Source records:

▽

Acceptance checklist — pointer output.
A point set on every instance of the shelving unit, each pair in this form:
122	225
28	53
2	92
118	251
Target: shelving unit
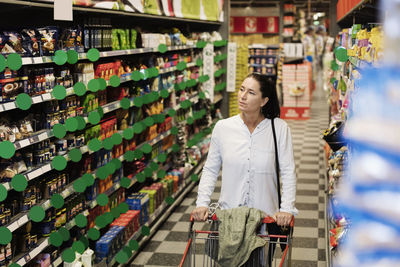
346	69
185	99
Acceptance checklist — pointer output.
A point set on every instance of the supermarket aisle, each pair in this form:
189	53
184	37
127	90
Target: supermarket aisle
168	244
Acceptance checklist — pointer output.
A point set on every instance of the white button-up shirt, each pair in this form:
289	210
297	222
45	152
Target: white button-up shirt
248	166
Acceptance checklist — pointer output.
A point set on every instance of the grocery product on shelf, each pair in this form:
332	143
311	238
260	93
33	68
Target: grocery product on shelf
86	151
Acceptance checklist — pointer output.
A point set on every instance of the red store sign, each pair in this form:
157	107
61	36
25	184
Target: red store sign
254	25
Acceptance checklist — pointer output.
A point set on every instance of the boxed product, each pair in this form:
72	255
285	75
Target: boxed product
139	202
152	199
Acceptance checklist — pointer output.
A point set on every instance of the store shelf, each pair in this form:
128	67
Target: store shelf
292	59
70	91
263	46
126	52
262	65
47	134
25	258
186	188
38	171
264	56
50	7
362	12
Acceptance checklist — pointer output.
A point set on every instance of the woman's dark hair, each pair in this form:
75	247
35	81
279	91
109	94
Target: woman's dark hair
268	89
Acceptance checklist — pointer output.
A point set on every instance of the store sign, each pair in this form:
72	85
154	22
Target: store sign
254	24
63	10
208	69
231	68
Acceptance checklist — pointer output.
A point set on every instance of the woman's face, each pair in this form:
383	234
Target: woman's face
250	99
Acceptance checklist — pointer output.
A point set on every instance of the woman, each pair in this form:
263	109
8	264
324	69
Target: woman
244	146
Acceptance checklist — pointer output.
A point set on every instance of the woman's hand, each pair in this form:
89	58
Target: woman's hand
200	214
282	218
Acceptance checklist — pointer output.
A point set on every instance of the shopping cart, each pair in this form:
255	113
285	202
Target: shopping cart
202	248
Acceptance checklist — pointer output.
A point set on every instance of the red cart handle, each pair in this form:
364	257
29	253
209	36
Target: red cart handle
267	219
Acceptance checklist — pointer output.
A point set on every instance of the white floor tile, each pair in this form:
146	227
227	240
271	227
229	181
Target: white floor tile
321	243
175	217
306	199
160	235
305	232
305	254
307	214
142	258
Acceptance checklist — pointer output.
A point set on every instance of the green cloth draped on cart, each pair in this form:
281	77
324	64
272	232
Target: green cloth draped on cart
238	235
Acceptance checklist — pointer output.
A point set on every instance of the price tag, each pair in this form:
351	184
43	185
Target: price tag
84	149
36	99
58	261
24	143
9	106
70	91
22	261
34	139
46	168
43	136
7	186
14	226
26	60
35	173
35	252
44	244
46	97
46	205
37	60
24	219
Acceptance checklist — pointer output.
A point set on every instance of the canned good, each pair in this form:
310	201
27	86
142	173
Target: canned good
27	242
61	146
8	252
29	160
2	256
27	205
2	220
33	240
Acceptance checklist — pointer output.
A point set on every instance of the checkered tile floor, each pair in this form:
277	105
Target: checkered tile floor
309	245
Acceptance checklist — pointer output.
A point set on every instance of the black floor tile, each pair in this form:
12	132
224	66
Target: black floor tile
165	259
185	217
167	225
181	209
321	232
306	222
321	255
305	242
321	214
307	206
297	263
151	246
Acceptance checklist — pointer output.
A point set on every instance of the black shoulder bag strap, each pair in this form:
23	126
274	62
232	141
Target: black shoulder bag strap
274	228
276	162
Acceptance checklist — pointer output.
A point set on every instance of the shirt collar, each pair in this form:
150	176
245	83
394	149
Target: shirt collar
262	125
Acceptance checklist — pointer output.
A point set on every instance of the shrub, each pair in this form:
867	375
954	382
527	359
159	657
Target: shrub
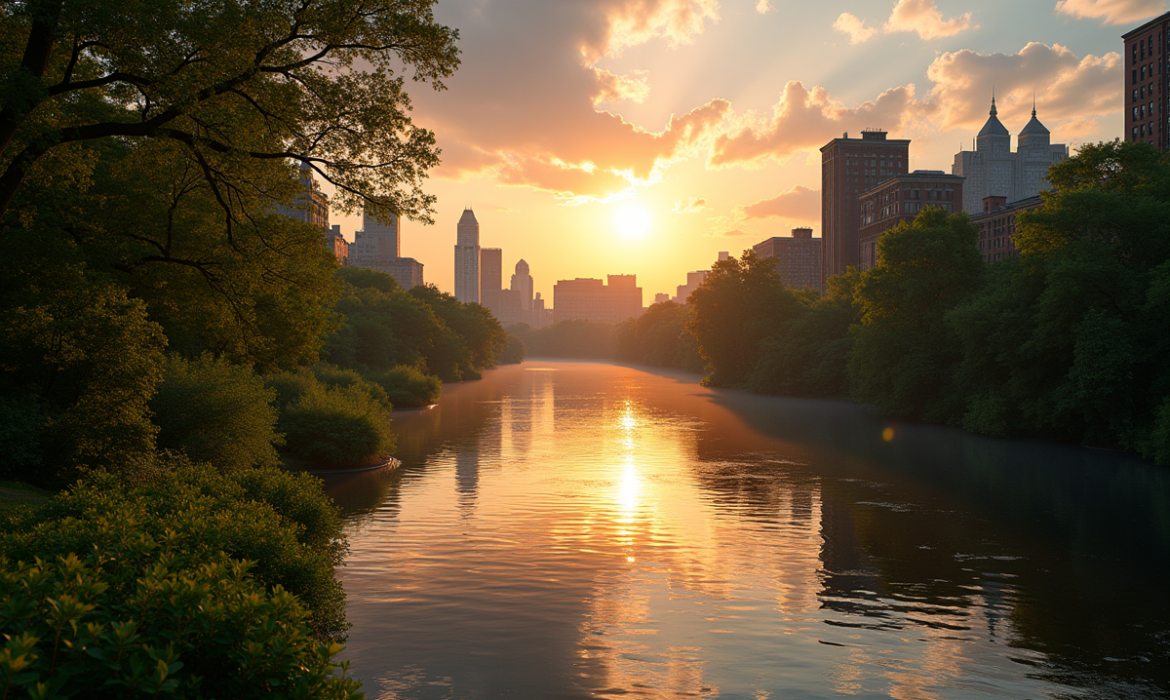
194	516
146	619
336	427
407	386
215	411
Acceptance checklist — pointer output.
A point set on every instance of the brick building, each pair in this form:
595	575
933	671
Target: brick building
591	300
997	225
1146	88
798	259
848	167
900	199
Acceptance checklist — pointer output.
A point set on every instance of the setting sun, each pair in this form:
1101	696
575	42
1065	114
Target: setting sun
632	221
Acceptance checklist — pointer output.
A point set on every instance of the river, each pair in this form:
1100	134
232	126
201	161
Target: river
566	529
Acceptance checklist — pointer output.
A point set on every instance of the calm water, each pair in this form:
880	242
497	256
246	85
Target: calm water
589	530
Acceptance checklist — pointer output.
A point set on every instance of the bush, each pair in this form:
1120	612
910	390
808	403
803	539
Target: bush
194	516
407	386
215	411
145	620
335	427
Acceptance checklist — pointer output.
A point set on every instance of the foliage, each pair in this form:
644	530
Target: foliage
406	386
217	412
742	302
194	516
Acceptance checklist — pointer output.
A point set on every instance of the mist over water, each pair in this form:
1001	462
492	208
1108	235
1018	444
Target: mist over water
592	530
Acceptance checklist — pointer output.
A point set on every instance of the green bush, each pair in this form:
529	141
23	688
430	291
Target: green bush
146	619
407	386
335	427
193	516
215	411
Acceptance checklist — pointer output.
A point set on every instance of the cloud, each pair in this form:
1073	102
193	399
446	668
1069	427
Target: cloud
692	205
807	118
798	204
1066	87
920	16
858	31
924	18
1112	12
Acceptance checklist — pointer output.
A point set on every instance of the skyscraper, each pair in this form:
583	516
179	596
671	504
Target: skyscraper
491	263
848	166
467	258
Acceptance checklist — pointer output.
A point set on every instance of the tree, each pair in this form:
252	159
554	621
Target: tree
315	81
904	355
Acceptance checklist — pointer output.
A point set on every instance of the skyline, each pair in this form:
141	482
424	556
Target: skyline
755	89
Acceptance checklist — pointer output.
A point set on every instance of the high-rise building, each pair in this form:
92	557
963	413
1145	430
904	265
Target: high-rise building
797	258
592	300
900	199
993	170
1146	90
378	246
848	166
491	263
467	258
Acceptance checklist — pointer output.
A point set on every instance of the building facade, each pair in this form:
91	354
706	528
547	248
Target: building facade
848	166
1147	87
798	259
997	226
900	199
467	258
993	170
592	300
491	265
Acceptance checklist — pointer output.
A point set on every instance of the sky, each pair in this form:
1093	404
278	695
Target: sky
597	137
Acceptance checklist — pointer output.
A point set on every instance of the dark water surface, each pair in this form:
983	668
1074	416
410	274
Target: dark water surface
590	530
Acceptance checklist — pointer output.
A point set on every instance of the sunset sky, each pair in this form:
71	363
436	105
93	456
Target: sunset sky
706	116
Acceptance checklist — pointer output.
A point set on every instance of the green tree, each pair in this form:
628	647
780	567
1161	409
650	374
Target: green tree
904	355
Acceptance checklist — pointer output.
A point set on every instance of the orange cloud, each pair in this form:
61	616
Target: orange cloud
807	118
798	204
1112	12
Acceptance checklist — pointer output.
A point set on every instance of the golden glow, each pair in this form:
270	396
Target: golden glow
632	221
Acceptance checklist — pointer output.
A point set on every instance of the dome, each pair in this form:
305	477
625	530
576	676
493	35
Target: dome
993	127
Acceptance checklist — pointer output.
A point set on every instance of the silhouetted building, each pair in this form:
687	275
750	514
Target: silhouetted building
378	246
997	225
848	166
1146	91
797	258
311	205
591	300
467	258
993	170
900	199
491	263
694	279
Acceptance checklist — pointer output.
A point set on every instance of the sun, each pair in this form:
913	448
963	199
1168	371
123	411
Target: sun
632	221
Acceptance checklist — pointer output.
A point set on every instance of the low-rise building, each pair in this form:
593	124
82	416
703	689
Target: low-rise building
899	199
797	258
997	225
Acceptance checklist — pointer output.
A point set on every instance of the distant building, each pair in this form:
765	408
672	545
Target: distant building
848	166
467	258
798	259
1146	93
900	199
491	263
378	246
694	279
591	300
311	205
993	170
337	245
997	225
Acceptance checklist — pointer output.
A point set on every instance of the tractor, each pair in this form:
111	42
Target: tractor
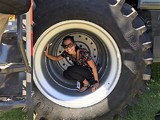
123	39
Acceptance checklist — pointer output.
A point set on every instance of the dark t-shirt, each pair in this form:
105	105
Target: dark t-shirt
84	56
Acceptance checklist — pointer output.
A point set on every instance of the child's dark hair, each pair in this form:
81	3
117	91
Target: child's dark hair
70	38
66	38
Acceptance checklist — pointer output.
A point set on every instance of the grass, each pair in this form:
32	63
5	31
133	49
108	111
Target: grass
15	114
148	103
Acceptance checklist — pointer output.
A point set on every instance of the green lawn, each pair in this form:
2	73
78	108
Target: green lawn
148	103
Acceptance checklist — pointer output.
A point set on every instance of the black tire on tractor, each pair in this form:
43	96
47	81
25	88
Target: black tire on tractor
113	31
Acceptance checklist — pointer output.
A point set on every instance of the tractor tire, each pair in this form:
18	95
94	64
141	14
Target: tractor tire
112	32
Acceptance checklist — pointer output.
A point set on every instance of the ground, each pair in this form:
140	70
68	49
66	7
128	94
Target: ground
148	103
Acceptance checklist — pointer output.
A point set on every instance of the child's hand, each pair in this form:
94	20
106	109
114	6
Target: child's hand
95	87
47	49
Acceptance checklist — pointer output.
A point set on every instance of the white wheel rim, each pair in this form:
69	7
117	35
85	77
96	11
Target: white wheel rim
76	101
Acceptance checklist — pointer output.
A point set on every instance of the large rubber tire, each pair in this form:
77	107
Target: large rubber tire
119	23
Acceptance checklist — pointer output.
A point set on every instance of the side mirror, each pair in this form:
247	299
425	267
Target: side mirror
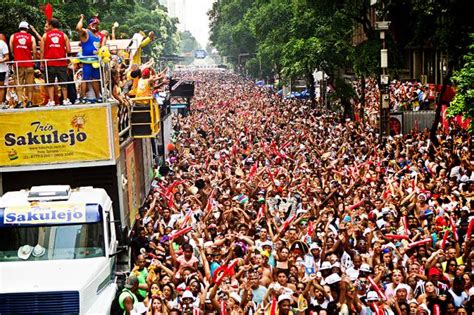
119	251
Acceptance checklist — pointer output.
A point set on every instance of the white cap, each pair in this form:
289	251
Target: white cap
332	278
235	297
402	286
325	265
336	265
24	24
187	294
24	252
365	267
471	291
372	296
284	297
314	246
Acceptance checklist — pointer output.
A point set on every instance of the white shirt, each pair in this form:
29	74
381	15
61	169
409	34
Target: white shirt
3	53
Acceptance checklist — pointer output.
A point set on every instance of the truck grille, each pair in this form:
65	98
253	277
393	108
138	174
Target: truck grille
40	303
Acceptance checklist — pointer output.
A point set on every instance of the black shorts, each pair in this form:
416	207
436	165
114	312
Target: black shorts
57	72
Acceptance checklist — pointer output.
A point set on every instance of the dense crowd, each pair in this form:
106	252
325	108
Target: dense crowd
266	206
43	70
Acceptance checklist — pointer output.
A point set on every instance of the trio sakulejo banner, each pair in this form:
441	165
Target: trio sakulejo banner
54	136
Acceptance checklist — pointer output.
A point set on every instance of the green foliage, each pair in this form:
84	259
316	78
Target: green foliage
231	32
188	42
463	102
133	16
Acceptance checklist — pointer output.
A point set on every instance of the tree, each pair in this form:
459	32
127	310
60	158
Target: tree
463	102
134	16
230	31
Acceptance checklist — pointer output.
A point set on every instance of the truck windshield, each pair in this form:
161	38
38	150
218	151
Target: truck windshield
31	243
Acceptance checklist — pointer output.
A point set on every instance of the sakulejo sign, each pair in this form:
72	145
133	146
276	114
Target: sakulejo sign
54	136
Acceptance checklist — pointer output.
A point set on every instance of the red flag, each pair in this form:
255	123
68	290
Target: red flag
469	230
48	11
396	236
453	228
354	206
377	289
170	202
180	232
287	223
405	225
422	242
445	237
209	201
310	229
223	308
186	219
261	212
273	308
225	270
271	176
173	185
253	170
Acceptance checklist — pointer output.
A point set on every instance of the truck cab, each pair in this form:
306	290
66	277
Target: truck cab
58	251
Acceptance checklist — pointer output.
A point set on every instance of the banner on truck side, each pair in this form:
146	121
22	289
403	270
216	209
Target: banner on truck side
54	136
45	213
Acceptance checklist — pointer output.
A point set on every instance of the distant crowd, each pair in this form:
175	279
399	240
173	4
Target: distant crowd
265	206
66	78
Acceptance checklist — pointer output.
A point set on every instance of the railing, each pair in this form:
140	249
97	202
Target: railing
124	126
104	74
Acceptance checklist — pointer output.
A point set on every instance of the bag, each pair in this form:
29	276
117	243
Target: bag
115	309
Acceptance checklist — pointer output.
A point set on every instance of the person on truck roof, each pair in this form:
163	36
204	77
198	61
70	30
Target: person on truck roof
23	47
91	41
128	297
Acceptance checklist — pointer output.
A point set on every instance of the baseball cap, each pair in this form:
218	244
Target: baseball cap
334	278
314	246
402	286
146	72
94	20
372	296
325	265
24	24
235	297
284	297
187	295
131	282
434	272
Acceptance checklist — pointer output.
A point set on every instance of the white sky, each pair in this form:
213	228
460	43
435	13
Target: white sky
192	15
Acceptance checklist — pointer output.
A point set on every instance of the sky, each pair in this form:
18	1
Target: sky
192	15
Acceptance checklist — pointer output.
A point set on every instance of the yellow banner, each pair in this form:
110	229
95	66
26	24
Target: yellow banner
54	136
45	213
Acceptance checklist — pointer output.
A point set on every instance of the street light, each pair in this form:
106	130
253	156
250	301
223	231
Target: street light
383	26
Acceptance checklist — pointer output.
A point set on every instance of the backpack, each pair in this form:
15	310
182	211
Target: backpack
115	308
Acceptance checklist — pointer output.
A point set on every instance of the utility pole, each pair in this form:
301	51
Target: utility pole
384	114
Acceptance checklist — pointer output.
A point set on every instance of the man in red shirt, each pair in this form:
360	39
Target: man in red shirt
55	45
23	47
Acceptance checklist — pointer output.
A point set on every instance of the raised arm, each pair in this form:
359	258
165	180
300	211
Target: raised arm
81	30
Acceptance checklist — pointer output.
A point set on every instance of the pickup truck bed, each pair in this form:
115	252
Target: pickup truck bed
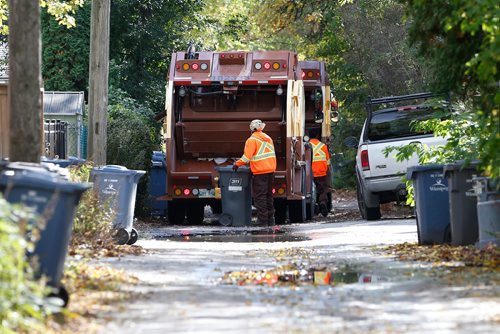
379	178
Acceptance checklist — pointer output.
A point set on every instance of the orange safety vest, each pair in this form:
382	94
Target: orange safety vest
321	158
259	152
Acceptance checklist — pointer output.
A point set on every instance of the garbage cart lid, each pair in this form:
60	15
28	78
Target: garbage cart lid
461	165
40	180
229	169
116	169
411	171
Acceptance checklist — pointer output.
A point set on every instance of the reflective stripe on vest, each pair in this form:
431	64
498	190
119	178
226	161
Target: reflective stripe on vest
318	153
263	153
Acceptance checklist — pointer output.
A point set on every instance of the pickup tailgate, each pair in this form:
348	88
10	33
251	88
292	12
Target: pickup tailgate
381	166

△

STATED TASK
Show each line in the records above that contains the string "shelving", copying every such line in full.

FINISHED ANSWER
A point set on every instance of the shelving unit, each pair in this form:
Target: shelving unit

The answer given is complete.